--- BEGIN Items ---

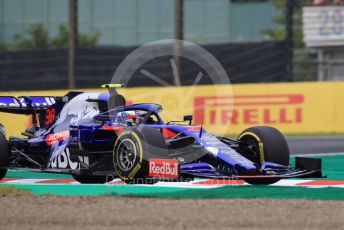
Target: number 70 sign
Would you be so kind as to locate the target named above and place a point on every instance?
(323, 26)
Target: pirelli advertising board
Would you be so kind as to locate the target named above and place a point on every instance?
(294, 108)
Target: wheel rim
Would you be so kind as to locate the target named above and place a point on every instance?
(126, 154)
(252, 146)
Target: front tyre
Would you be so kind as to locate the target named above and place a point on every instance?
(128, 159)
(264, 143)
(88, 179)
(4, 155)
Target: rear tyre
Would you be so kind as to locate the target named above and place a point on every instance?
(4, 155)
(87, 179)
(263, 143)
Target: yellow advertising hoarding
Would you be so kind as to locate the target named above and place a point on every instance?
(294, 108)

--- END Items ---

What you need to do ::
Output every line of the items above as a JSON list of strings, one string per line, omitting blank lines and the pictures.

Output below ::
[
  "Target: number 70 sign",
  "Would you be so kind as to locate the target named above and place a point on every instance?",
  "(323, 26)",
  "Target: pirelli advertising board",
  "Would you be so kind as to locate the target named above and place a point on every instance?",
  "(294, 108)",
  "Target: wheel rim",
  "Would you be so kind as to locate the target named above and place a point on every instance?",
  "(126, 154)",
  "(252, 146)",
  "Target: front tyre",
  "Would you be so kind as to locate the target named above and place a point on every instance?",
  "(128, 159)",
  "(264, 143)",
  "(88, 179)",
  "(4, 155)",
  "Target: rear tyre",
  "Would you be so kind as to locate the target named above and place a point on every instance?",
  "(4, 155)",
  "(87, 179)",
  "(263, 143)",
  "Target: yellow advertising hoarding",
  "Would you be so kind as to locate the target named above and place a point on every instance?",
  "(294, 108)"
]